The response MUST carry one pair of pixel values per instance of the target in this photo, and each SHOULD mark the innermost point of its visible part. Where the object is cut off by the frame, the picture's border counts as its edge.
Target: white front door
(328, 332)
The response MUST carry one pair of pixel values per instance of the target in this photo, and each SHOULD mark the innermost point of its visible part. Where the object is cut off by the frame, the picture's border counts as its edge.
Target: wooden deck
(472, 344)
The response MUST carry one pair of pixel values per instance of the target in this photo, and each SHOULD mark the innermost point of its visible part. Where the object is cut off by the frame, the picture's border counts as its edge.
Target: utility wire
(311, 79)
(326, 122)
* * *
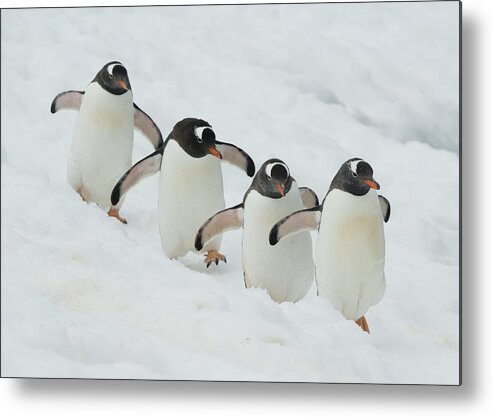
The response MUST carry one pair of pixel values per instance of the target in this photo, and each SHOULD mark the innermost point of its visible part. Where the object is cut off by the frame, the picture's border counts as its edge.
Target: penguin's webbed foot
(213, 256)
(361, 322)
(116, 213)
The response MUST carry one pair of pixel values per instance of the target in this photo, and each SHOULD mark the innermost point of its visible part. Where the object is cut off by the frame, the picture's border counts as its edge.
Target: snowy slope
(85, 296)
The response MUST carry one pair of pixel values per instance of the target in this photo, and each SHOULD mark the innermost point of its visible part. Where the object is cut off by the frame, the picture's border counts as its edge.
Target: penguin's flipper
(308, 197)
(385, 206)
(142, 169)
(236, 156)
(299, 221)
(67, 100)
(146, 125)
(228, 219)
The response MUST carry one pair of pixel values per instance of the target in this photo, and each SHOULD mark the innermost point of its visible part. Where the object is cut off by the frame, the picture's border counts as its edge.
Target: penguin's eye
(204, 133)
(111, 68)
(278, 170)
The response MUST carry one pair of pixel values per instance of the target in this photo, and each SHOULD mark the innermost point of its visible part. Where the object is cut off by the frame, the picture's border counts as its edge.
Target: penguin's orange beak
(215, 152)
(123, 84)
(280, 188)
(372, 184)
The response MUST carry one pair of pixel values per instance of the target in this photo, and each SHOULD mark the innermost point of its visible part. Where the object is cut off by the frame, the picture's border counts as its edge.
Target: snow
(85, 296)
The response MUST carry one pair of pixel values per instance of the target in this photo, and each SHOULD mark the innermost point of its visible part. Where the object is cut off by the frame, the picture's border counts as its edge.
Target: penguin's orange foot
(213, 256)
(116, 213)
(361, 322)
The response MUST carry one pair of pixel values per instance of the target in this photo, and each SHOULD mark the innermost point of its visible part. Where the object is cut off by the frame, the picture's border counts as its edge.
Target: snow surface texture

§ **Work to be completed**
Count the lines in the data above that contain the string "foot". Reply with the number alone.

§ **Result of the exercise**
2